INSTRUCTIONS FOR THE TASK.
Reproduce word for word every line from the one containing "of the upper" through the one containing "column 281, row 323", including both of those lines.

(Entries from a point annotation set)

================================

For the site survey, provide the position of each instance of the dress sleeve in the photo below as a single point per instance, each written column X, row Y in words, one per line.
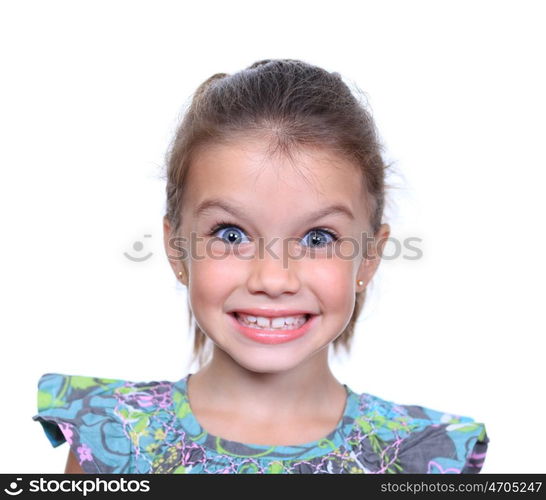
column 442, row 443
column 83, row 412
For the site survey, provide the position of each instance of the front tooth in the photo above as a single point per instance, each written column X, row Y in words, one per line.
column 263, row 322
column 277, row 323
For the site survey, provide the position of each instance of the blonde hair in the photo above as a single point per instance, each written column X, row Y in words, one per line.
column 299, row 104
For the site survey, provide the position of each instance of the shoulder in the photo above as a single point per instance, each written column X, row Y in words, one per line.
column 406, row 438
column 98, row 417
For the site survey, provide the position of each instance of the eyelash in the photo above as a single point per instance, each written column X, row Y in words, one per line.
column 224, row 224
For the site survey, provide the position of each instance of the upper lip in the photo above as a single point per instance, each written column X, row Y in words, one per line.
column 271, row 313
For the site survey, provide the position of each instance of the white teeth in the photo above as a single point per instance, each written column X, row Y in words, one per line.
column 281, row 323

================================

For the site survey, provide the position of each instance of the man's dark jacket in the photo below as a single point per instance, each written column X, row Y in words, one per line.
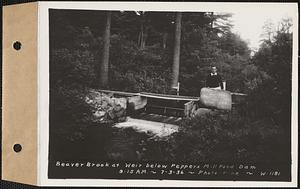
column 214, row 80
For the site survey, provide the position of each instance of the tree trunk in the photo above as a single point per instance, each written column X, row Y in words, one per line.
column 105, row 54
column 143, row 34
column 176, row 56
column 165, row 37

================================

FINISHED TASK.
For the site survey, provide the position of each instance of the upper lip in the photo above as a single point per instance, each written column X, row Y in words, one per line.
column 271, row 313
For the site survey, provide the position of each instance of the white teeth in the photo above as a single point per instance, each written column X, row Y in words, one per line.
column 281, row 323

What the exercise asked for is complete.